## Brief 1:
In the listing below, copy out the lines from the one that contains "Find the cliff" through the one that contains "Return every instance of the cliff face here.", both included, with no changes.
-- Start of Provided text --
One POC I tried (and then rejected as an abomination) was to store each session's time-series data inside a SQLite database with SpatialLite extensions enabled. Then store each session's metadata, including spatial extent, in a Postgres database. The SQLite files were tossed in S3 and referenced from Postgres. I guess I could have inserted them directly to a BLOB column inside Postgres.
I was _extremely disappointed_ not to see this meme when I clicked on the link. Will not consider using this extension until Xzibit is prominently featured.
The string between the dollar signs can only be closed by another set of dollar quotes with the same string between them. So it allows you to do quotes within quotes within quotes if necessary.
I’m trying to think through when I’d reach for this over jsonb… I guess the fact that there’s an enforced schema? And that you could do aggregations on your SQLite db? Or maybe if you wanted to send the whole delete db to a client??
I love using the database as the source of truth for data consistency, and constraining your data to only be allowed in your database as long as it's in a valid state.
It's easy enough to replicate those constraints to the client if you want the client to do ahead of time validation, but your source of truth lives in the database...
If you’re using Postgres, multi tenancy has been solved with row level security. It’s super easy to add a tenant id column to every table and a policy that only allows connections to see data from one tenant
RLS is very useful and can solve multi tenancy and other problems, but it is complicated and can add a significant per row cost to queries if your policies get complicated.
The common path of comparing some constant like the role name to some column in the table is fine, and it's fast enough as the policy checker already has the row in hand when it does the check, but the natural tendency for people to want to abstract their policies into a function like has_permission() will blow up fast.
The best approach I've seen from pyramation's launchql [1] which precomputes policies into a bitstring and then masks that against a query constant bitstring of required permissions. Flexible policy definitions compiled into the row as bits so the check is as fast as possible.
Sure if you start using it for more than just multitenancy you can get into performance trouble or other complexities. I haven’t felt tempted to put anything beyond the tenant level isolation though yet and it’s served us very well
Yeah really depends on the volume of the data and how sensitive the workload is to a few milliseconds. For a lot of business use cases, it's totally worth it to maintain just one database.
What, no operators? I want indexes on these columns, and some weird and wonderful operator syntax for doing cross-database joins between multiple DATABASE columns! =)
I like the simplicity of SQLite's "a file is all you need" approach so much, that I started to converge all my projects to SQLite. So far, I have not come across any roadblocks.
Can anyone think of a use case where PostgreSQL is better suited than SQLite?
The biggest one is redundancy. Architecting with Read replicas is much easier with Postgres than Sqlite because of it's server model.
Sqlite on the server is a fantastic starter database. Dead simple to set up, highly performant and scales way higher (vertically) than anyone gives it credit for.
But there certainly is a point you'll have to scale out instead of up, and while there are some great solutions for that (rqlite, litefs, dqlite, marmot) it's not inherent to Sqlite's design.
-- End of Provided text --
-- Start of Listing --
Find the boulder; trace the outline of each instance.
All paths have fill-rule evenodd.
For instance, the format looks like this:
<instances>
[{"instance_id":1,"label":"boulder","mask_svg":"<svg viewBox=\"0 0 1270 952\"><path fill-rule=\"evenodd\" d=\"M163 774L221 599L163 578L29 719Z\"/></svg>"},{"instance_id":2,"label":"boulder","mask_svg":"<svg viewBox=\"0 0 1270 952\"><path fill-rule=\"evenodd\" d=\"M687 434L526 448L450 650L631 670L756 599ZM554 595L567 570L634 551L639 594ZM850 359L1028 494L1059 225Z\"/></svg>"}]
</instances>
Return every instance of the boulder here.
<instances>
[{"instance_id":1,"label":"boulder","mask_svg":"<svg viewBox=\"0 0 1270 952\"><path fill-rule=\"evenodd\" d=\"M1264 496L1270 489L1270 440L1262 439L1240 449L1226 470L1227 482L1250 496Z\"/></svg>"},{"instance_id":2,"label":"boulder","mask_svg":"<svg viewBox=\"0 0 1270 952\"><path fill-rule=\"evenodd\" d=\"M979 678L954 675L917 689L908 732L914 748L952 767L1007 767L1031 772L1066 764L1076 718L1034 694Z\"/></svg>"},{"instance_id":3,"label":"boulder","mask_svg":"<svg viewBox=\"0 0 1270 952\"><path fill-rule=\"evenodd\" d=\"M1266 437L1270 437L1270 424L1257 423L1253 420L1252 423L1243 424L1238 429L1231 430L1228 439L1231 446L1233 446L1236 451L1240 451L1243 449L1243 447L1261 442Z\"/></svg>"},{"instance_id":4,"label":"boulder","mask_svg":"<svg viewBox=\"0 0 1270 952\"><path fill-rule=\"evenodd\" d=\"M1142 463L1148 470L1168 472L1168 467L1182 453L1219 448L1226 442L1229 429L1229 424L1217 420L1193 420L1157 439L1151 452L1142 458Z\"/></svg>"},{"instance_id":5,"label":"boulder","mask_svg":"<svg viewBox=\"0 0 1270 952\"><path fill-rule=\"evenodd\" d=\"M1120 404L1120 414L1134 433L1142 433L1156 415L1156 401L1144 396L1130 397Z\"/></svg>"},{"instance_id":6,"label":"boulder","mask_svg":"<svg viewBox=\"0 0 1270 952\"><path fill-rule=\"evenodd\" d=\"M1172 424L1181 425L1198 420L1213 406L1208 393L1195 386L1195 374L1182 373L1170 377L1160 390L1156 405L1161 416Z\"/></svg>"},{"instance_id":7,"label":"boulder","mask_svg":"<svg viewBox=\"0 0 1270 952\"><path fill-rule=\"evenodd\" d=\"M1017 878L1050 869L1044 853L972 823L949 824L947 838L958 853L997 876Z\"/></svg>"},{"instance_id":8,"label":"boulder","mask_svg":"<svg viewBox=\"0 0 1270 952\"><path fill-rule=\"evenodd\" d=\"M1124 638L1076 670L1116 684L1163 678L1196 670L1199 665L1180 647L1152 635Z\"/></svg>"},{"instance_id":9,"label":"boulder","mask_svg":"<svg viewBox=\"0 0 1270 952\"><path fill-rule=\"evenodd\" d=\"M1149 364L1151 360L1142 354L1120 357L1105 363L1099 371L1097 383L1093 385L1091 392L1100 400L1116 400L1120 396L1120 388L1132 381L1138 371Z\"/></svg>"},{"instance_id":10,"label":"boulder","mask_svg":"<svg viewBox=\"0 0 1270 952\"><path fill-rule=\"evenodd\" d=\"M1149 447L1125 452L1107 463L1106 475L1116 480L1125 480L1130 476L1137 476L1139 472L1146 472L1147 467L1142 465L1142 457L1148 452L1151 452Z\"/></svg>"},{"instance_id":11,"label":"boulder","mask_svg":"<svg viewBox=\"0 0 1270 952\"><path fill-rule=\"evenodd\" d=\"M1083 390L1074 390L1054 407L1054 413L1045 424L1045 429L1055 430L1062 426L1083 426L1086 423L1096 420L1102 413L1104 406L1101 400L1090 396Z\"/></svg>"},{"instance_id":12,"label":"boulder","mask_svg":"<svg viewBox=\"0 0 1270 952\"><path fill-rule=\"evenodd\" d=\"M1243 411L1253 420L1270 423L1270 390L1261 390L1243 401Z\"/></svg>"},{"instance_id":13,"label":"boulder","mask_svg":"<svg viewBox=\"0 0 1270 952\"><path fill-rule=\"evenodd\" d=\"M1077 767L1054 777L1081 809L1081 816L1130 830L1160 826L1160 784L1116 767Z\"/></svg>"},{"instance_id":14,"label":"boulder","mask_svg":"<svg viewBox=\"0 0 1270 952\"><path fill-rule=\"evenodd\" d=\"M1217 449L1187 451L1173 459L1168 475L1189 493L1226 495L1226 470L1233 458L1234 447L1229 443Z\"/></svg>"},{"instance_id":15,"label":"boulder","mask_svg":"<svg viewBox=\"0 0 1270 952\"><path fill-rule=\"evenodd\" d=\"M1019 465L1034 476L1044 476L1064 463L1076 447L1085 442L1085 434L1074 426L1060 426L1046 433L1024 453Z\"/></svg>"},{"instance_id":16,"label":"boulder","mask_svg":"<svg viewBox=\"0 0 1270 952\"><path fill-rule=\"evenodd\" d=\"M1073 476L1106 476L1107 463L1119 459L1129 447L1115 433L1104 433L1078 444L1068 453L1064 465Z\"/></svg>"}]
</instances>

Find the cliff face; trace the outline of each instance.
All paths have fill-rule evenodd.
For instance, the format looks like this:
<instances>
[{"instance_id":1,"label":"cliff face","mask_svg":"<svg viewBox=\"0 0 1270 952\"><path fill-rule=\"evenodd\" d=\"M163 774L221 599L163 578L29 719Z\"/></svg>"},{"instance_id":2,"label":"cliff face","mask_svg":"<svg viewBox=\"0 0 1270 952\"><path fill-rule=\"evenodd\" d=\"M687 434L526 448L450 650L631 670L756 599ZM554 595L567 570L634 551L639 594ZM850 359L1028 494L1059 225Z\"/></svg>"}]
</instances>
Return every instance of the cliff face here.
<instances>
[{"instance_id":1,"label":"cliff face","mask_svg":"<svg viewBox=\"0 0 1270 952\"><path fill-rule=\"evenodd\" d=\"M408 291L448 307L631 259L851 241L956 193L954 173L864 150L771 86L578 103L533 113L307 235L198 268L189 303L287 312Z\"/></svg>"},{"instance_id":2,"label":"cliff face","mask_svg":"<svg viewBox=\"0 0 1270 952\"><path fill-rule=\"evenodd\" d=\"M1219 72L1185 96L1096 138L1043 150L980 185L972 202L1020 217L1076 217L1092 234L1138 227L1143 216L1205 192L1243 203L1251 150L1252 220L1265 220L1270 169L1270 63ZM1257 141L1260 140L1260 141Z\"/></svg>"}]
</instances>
-- End of Listing --
## Brief 2:
Name every solution that the discussion of Postgres and SQLite gives for scaling out SQLite.

## Exercise response 1:
Find the cliff face; trace the outline of each instance.
All paths have fill-rule evenodd.
For instance, the format looks like this:
<instances>
[{"instance_id":1,"label":"cliff face","mask_svg":"<svg viewBox=\"0 0 1270 952\"><path fill-rule=\"evenodd\" d=\"M163 774L221 599L163 578L29 719Z\"/></svg>"},{"instance_id":2,"label":"cliff face","mask_svg":"<svg viewBox=\"0 0 1270 952\"><path fill-rule=\"evenodd\" d=\"M687 434L526 448L450 650L631 670L756 599ZM554 595L567 570L634 551L639 594ZM850 359L1028 494L1059 225Z\"/></svg>"}]
</instances>
Return every instance of the cliff face here.

## Exercise response 2:
rqlite, litefs, dqlite, marmot